> **OPIS ZADANIA**
Przepisz wiersze, zaczynając od wiersza z „If it's not too much trouble, could you box the eyeglasses” i idąc dalej aż do wiersza z „[195,176,287,300]” włącznie. Każdą współrzędną ramki w odpowiedziach przesuń o 97, czyli dodaj do niej 97, a resztę tekstu zostaw bez zmian.

> **Pozycje danych**
══════
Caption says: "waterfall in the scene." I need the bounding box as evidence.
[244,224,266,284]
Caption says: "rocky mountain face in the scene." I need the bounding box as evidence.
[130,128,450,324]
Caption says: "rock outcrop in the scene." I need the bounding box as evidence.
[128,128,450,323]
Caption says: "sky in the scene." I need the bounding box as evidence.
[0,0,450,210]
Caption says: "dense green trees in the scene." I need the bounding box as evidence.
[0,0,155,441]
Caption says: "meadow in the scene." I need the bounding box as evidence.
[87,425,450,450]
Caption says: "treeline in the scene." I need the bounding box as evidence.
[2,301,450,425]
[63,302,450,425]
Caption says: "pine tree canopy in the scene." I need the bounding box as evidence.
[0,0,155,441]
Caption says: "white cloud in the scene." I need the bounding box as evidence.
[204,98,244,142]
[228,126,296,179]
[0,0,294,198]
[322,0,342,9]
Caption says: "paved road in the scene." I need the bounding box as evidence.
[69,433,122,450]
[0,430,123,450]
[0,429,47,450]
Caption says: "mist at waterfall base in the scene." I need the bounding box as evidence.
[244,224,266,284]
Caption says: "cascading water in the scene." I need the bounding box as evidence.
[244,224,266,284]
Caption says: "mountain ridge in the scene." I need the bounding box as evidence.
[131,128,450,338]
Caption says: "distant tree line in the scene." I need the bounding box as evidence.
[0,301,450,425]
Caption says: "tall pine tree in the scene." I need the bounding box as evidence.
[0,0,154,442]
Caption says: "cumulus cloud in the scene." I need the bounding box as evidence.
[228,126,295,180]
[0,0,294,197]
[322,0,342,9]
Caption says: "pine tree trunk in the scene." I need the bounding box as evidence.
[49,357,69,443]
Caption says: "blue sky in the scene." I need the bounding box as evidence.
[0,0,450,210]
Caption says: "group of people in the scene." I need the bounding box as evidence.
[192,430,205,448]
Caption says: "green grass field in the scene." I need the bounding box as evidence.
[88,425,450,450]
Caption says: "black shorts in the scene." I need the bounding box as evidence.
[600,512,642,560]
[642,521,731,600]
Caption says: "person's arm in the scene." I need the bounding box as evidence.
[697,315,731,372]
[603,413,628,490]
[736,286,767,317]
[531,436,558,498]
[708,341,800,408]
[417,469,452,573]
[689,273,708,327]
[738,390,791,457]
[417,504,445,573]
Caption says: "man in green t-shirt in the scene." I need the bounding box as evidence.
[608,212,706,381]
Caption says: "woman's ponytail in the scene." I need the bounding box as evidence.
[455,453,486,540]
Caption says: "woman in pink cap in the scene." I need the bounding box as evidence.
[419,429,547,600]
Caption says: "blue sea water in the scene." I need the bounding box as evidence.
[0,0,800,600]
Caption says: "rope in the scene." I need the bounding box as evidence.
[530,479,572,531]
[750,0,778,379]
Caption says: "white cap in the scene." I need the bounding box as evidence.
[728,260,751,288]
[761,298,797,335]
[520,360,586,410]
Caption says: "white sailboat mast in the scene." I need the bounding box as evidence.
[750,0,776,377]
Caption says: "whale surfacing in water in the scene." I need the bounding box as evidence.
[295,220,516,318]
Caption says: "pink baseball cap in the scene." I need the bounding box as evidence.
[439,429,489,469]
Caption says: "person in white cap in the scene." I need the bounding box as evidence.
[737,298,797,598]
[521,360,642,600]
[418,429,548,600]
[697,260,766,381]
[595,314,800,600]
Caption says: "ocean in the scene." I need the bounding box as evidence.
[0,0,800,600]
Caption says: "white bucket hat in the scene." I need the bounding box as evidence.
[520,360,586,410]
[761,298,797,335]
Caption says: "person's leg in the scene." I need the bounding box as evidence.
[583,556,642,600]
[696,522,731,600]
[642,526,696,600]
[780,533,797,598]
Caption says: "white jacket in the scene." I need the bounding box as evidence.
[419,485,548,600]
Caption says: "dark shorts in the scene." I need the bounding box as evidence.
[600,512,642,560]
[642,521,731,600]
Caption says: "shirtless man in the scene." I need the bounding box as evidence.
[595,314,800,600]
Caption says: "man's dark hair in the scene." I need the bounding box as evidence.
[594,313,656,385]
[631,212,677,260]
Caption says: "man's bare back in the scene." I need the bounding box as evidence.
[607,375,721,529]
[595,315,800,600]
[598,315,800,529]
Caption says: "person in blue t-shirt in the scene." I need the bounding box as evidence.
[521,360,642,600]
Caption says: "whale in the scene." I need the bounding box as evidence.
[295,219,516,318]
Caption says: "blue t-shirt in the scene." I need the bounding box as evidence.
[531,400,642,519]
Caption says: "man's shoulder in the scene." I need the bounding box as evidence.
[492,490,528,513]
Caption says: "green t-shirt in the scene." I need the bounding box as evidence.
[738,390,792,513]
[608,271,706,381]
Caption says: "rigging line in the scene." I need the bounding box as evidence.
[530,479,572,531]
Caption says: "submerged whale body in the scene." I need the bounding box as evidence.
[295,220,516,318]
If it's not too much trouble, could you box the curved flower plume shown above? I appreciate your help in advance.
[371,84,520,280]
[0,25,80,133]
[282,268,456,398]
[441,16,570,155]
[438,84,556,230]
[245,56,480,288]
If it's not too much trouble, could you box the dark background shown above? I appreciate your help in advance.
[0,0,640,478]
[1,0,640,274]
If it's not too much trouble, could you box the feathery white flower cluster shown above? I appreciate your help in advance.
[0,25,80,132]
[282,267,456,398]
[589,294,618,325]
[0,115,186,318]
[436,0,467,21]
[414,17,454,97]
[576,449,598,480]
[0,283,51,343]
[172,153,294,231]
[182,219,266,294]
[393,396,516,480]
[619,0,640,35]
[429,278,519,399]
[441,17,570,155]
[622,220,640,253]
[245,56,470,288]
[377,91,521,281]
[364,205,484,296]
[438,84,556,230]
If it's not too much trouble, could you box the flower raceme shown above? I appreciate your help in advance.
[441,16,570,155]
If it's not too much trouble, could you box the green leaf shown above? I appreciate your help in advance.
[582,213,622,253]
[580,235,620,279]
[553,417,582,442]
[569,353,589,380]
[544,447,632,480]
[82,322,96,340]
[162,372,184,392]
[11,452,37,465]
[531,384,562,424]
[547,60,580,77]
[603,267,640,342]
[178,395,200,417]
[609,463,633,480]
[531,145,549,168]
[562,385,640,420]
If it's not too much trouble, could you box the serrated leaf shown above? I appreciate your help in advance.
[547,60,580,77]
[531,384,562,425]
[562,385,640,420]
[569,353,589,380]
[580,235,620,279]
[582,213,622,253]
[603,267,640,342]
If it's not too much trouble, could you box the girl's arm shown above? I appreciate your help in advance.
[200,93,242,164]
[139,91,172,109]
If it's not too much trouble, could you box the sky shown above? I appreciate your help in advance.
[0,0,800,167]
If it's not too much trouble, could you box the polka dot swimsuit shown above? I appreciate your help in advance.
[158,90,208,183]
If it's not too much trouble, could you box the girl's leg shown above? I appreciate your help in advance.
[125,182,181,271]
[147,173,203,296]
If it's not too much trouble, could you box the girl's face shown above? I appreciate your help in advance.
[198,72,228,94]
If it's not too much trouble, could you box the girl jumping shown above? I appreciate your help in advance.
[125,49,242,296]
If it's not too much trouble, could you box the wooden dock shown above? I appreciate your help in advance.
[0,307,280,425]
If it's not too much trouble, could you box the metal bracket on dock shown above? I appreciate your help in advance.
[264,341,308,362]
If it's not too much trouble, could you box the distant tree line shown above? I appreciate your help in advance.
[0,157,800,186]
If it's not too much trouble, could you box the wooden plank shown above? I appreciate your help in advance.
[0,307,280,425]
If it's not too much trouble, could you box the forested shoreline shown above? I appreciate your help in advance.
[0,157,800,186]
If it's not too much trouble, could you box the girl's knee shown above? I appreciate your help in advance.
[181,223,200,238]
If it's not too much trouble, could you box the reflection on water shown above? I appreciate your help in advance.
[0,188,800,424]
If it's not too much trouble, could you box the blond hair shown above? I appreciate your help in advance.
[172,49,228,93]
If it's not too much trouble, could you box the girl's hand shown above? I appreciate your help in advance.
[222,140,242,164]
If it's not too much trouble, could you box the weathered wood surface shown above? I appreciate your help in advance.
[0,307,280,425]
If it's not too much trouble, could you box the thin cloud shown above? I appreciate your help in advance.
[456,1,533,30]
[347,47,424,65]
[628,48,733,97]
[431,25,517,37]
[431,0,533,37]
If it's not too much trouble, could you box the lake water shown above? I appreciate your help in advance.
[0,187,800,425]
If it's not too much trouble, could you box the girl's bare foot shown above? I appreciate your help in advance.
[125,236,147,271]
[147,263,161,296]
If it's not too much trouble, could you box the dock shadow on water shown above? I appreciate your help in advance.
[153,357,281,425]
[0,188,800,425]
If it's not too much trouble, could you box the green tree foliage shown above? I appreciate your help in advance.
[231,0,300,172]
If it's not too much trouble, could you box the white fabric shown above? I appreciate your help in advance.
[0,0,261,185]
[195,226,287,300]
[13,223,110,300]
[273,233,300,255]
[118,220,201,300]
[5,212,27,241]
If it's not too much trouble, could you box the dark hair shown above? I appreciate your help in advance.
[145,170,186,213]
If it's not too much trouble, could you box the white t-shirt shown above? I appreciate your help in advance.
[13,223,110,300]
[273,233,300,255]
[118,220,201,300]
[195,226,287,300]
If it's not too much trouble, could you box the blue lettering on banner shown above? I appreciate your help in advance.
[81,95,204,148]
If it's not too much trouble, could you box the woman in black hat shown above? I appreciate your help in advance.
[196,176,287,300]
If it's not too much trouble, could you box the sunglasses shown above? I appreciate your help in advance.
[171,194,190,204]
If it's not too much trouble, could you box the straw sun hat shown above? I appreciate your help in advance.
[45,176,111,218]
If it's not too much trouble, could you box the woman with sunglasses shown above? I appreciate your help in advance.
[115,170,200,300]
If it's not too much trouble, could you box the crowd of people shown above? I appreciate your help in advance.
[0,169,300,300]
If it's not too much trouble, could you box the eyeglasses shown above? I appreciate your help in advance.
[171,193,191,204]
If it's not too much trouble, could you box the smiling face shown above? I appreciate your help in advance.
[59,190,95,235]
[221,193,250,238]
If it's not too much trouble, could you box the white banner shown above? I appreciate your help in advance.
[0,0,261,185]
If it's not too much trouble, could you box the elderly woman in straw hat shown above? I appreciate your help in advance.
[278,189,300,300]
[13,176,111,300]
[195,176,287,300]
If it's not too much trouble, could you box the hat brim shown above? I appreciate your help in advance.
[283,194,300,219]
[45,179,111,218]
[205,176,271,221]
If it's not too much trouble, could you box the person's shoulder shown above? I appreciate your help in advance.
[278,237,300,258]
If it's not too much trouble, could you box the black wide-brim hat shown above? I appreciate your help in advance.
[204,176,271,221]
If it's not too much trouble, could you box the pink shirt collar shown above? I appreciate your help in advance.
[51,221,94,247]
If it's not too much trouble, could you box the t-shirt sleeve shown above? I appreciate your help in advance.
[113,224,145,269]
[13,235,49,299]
══════
> **WYNIK ZADANIA**
If it's not too much trouble, could you box the eyeglasses shown above? I appreciate your help in advance.
[268,290,288,301]
If it's not too much trouble, could you box the smiling face shown above? I appreciate your help in advance.
[156,287,192,332]
[318,290,347,335]
If it's not too much trouble, could you box the white banner shown above? I appreciate your help in advance.
[97,97,358,282]
If it's not too much trouble, could you box the elderly woman in straw hat shown above? I appreciate your help in advance.
[375,286,397,397]
[110,273,208,397]
[292,273,384,397]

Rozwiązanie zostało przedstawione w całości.